*** Opening of Passage for review ***
Mineral County is located on the western border of Montana. West of Missoula on Interstate 90, the towns of Alberton, Superior, St. Regis, DeBorgia, Haugan, and Saltese, are nestled in the Middle Clark Fork and St Regis river basins. The county contains 1,223 square miles and a population of ~3,600. 87% of the land area in Mineral County is public forest land, with the majority under the management of the Lolo National Forest. Superior, the county seat, has an elevation of 2,750 with a relatively mild climate . The Clark Fork River carries more water than any other river in Montana. The entire county is heavily forested with ponderosa pine (the state tree), lodge pole pine, fir, larch, white pine and cedar. The area is high in minerals and contains many unpatented mining claims. Mineral County became an independent county in 1914 and boasts a lively history before and since. It has hosted a gold rush, seen the building of two transcontinental railroads, experienced the trauma of the 1910 fire, and witnessed the destruction of several floods of the St. Regis and Clark Fork Rivers, as well as being the home to many Civilian Conservation Corps workers during the Great Depression. The historic John Mullan Road was built here in 1859-60 and the Yellowstone Trail in 1917.
Natural resource industries have historically been the main stay of the local economy. With 8% private land in the valley bottom, there is still adequate land for farming that includes wheat, hay and grazing for cattle and sheep. The county is proud of the fine schools, hospital and other amenities that provide personal attention and care to the residents.
The County offers extensive recreation areas for hunting, fishing, camping and hiking. Winter activities abound in the area. Cross county skiing, snowmobiling; sledding, ice skating and good road conditions all winter long assure you of finding the perfect spot for winter fun. A short drive-in just about any direction will put you at some of the finest downhill ski runs in the country. Summertime offers the angler some of the best trout fishing to be found anywhere. Hiking and backpacking will take you into areas with alpine lakes and serene beauty. Rafting, swimming, boating, camping and just about any other outdoor activity are waiting for you to enjoy.
MSU Extension Mineral County is located in Superior, in the library building. In addition to 4-H, Natural Resource, Horticulture, Economic and Community Development, Family and Consumer Sciences, the extension office is home to the Mineral County Conservation District, Mineral County Weed District, Mineral County Office of Economic Development and the Mineral County Community Foundation (MCCF). We look forward to serving you.
*** Close of Passage for review ***
According to the Mineral County overview, in what year did Mineral County become an independent county?
*** Opening of Supplied data ***
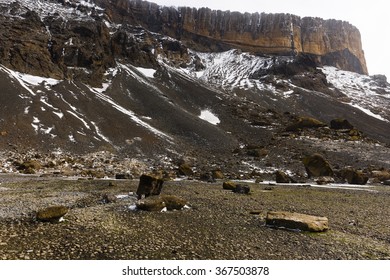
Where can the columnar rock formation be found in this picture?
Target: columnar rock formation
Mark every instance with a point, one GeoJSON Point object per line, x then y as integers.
{"type": "Point", "coordinates": [334, 42]}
*** Close of Supplied data ***
→ Solution: 1914